__Testo fornito__
- - - - - - -

Anna Malavasi: altro mistero della fede. Valga solo il concertato di chiusa del primo atto, dove incurante di qualsiasi indicazione andava a “tutta canna” calando poi vistosamente. Voto 3

Nino Surguladze: poi quando arriva un’artista, anche in un ruolo contenuto come questo, te ne rendi conto dalle prime note. I concertati diventano armoniosi, vi è una linea comune di espressione, insomma tutto cammina bene e nell’aria finale è un piacere ascoltarla. Voto 8

Sacerdote di Belo. Romano Dal Zovo, concordiamo con una collega che ha recensito alcuni spettacoli: questo giovane artista merita di più, basta che sia un di più fatto con criterio e intelligenza. Rimane comunque impeccabile nel ruolo. Voto 8

Nicolò Ceriani: ci sono artisti che non dovrebbero mai mancare nel cotè di contorno areniano come nei tempi gloriosi. Ceriani è uno di quelli. Voto 8

Abdallo: Paolo Antognetti, vale come per Ceriani. Avercene! Voto 8

Cristiano Olivieri: basta un “come sopra” ed è tutto chiaro sulla prestazione di questi comprimari areniani che da anni sono la spina dorsale dei ruoli secondari. Voto 8

Anna. Madina Karbeli: detto che è un’ottima professionista la domanda che sorge spontanea è per quale ragione si debba offrire un ruolo così marginale ad un artista straniera quando abbiamo centinaia di brave soprano italiane a casa. Comunque giudichiamo la prestazione. Voto 7

Elena Borin: eccone una, per esempio di italiane. Altre proprio non ne sono venute in mente? Voto 7

AIDA EDIZIONE FURA DELS BAUS

Direttore. Julian Kovatchev: conosce a menadito sia la partitura verdiana che le dinamiche areniane. Sa fino a dove può spingersi e quando è necessario soprassedere. Voto 8 che confermiamo anche per le riprese dell’Aida storica.

- - - - - - -

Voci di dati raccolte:
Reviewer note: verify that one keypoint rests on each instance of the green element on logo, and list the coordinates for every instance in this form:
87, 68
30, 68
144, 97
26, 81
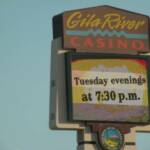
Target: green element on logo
112, 139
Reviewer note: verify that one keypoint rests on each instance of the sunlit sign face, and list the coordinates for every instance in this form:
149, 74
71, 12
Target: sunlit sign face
108, 88
104, 29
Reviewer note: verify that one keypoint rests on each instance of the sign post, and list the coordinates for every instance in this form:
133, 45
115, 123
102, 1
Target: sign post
100, 76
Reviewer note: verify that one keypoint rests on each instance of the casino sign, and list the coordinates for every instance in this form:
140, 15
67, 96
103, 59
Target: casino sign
103, 29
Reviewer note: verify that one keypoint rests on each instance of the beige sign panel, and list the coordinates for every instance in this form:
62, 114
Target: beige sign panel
103, 29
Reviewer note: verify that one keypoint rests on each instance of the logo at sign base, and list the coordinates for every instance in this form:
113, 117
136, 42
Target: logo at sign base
111, 139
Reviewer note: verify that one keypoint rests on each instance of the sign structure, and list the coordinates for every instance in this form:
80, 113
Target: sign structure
109, 88
103, 29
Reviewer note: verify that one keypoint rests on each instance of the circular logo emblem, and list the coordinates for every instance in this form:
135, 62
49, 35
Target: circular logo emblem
111, 139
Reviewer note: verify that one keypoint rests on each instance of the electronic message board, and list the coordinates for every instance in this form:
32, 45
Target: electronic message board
103, 29
107, 88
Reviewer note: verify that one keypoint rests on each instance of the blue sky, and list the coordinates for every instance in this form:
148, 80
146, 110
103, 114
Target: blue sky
25, 44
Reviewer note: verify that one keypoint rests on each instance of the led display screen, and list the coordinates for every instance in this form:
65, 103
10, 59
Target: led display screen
107, 88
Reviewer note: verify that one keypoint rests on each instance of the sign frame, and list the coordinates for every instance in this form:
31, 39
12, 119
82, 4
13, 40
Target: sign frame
60, 30
69, 56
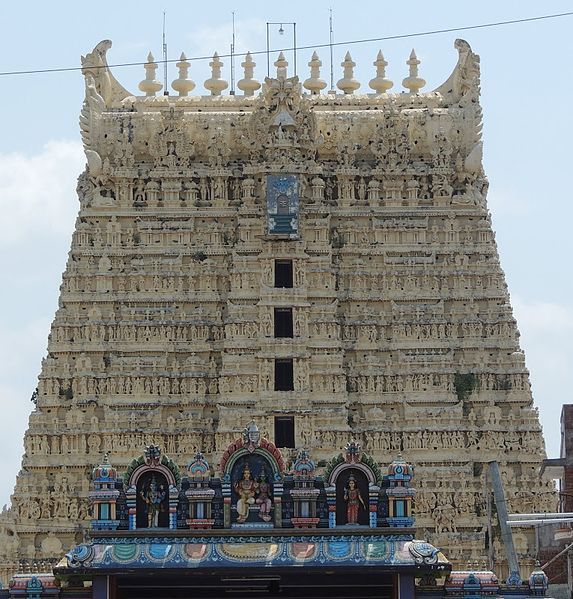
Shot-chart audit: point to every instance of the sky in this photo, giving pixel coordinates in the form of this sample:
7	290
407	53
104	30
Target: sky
528	128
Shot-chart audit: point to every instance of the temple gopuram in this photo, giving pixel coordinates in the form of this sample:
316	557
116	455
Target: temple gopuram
319	268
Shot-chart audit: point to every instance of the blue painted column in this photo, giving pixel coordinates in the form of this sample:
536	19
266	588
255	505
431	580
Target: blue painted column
100	587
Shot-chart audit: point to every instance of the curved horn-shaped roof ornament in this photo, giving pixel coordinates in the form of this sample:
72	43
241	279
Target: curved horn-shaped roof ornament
465	78
95	65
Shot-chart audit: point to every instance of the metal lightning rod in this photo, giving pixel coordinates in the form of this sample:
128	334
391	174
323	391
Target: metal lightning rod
233	57
165	90
330	42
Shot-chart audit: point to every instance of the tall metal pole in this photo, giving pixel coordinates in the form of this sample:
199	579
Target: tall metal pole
330	43
165	90
294	44
233	57
506	535
268	53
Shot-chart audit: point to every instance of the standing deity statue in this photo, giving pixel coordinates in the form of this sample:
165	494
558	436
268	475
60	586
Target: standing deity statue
353	500
153	496
263	500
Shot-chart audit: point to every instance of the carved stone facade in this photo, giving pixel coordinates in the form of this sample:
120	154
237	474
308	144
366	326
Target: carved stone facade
402	336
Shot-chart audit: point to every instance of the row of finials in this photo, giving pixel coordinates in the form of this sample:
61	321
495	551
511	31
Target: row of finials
249	85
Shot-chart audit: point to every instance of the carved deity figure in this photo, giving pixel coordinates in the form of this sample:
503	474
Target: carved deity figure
353	500
153	496
263	500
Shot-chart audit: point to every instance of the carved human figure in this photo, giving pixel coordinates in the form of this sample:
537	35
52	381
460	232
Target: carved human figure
153	497
246	490
353	500
263	500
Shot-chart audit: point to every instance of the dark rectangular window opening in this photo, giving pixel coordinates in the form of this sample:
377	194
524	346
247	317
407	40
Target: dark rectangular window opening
283	273
283	322
284	379
284	431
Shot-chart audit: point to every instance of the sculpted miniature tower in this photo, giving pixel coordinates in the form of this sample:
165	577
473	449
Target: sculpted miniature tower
322	264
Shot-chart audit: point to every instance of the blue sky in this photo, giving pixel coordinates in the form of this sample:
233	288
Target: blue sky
528	130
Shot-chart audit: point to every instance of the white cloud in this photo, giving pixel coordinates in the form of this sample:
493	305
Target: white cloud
37	193
38	203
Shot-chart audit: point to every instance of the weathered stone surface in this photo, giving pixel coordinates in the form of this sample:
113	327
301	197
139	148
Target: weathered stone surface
404	337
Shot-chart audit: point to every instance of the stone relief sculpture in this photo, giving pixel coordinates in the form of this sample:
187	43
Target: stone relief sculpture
403	337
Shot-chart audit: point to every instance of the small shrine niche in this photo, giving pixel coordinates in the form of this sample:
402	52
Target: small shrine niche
353	490
252	485
200	494
152	494
304	493
282	204
400	494
103	496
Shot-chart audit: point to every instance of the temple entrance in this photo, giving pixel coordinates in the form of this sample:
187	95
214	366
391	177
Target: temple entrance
152	501
303	584
251	479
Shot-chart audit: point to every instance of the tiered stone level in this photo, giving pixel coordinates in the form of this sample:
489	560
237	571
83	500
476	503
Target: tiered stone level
372	296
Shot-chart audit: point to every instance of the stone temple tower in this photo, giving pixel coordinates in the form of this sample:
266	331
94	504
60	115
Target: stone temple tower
321	264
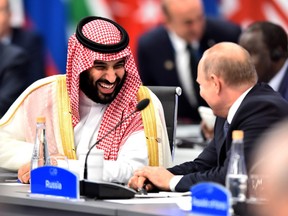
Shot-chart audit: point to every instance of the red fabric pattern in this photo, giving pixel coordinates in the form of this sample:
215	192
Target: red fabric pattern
80	59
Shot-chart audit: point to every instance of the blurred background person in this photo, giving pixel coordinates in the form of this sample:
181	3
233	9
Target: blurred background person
270	163
267	44
30	41
168	55
13	70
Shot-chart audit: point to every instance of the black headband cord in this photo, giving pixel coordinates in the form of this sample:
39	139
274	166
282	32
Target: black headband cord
97	47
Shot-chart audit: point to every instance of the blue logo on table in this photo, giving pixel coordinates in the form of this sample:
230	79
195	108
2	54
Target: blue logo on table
210	199
55	181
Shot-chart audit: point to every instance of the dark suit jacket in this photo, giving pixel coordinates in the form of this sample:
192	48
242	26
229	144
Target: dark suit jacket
33	44
13	73
283	88
260	109
156	59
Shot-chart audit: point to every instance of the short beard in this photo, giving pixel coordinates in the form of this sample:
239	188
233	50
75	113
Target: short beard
91	91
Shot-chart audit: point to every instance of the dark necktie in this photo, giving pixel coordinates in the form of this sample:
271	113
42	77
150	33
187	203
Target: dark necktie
226	127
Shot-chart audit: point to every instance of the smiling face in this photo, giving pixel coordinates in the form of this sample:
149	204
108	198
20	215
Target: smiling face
103	81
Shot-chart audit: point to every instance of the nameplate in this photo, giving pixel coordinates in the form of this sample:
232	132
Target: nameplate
54	181
210	199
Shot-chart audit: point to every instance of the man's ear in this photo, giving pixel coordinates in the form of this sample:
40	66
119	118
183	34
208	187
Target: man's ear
216	83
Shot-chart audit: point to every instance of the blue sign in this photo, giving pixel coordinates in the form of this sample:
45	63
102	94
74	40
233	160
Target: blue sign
55	181
210	199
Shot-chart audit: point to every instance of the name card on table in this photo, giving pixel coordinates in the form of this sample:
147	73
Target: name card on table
210	199
54	181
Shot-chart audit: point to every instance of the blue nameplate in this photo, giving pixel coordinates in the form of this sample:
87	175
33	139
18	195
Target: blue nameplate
210	199
55	181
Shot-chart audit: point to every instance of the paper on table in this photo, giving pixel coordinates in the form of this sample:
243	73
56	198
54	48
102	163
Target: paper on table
163	194
157	198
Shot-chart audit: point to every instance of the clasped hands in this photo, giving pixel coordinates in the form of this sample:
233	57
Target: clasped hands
150	178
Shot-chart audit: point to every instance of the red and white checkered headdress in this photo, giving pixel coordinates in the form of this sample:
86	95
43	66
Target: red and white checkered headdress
101	39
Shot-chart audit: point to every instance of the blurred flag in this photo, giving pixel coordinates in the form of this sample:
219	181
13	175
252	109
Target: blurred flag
246	11
136	16
49	18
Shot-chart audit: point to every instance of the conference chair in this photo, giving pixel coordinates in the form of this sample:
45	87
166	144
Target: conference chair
168	95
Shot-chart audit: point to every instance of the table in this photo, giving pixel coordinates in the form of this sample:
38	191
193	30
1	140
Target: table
15	200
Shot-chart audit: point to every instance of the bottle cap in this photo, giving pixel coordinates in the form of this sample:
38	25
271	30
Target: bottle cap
237	134
40	119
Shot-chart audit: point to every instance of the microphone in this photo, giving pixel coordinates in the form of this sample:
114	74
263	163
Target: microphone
140	106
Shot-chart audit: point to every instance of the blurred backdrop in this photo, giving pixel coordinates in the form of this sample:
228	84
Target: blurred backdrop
56	19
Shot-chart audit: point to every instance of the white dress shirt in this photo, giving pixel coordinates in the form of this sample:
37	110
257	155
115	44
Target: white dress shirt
277	79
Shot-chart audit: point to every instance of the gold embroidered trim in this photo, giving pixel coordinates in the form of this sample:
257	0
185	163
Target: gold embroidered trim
65	119
150	129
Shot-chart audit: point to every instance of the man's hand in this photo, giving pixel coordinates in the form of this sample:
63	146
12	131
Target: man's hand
24	173
151	176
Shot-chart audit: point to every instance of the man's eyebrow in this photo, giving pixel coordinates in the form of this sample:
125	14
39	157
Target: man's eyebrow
99	62
121	61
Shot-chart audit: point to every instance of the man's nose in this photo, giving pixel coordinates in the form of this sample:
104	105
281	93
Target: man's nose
110	75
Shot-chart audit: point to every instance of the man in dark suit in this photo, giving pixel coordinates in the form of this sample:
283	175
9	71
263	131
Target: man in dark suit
164	58
267	44
13	70
227	80
30	41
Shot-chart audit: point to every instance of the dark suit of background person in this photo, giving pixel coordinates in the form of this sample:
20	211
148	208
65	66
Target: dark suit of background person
30	41
260	109
156	58
13	70
267	44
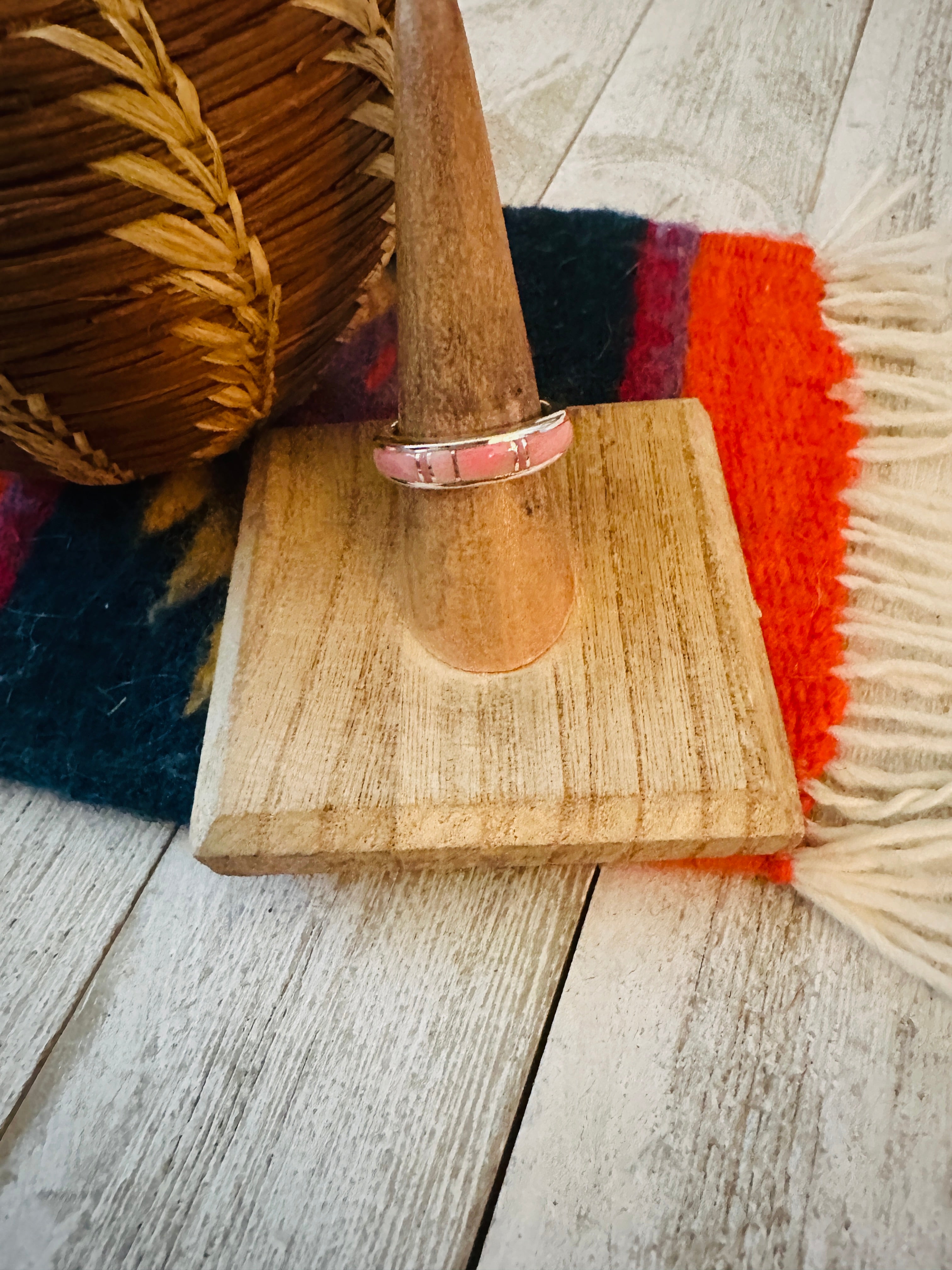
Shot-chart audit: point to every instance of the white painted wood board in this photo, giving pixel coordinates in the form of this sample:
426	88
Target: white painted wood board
719	113
541	68
69	876
899	1191
289	1073
732	1080
897	116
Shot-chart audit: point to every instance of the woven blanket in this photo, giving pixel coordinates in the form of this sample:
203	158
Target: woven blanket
824	375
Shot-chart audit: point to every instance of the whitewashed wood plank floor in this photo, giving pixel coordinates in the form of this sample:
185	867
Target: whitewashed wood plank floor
290	1074
70	877
732	1080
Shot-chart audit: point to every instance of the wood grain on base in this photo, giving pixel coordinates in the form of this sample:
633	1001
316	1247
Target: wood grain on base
652	729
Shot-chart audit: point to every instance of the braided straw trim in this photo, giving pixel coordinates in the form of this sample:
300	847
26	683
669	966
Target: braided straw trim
374	53
27	420
225	266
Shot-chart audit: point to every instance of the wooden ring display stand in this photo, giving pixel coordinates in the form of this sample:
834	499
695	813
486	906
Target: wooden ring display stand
360	713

- - - - - - -

__Consegna__
Ricopia senza alcuna modifica il passo della recensione operistica che va da "Abdallo: Paolo Antognetti, vale" a "riprese dell’Aida storica.".

__Svolgimento__
Abdallo: Paolo Antognetti, vale come per Ceriani. Avercene! Voto 8

Cristiano Olivieri: basta un “come sopra” ed è tutto chiaro sulla prestazione di questi comprimari areniani che da anni sono la spina dorsale dei ruoli secondari. Voto 8

Anna. Madina Karbeli: detto che è un’ottima professionista la domanda che sorge spontanea è per quale ragione si debba offrire un ruolo così marginale ad un artista straniera quando abbiamo centinaia di brave soprano italiane a casa. Comunque giudichiamo la prestazione. Voto 7

Elena Borin: eccone una, per esempio di italiane. Altre proprio non ne sono venute in mente? Voto 7

AIDA EDIZIONE FURA DELS BAUS

Direttore. Julian Kovatchev: conosce a menadito sia la partitura verdiana che le dinamiche areniane. Sa fino a dove può spingersi e quando è necessario soprassedere. Voto 8 che confermiamo anche per le riprese dell’Aida storica.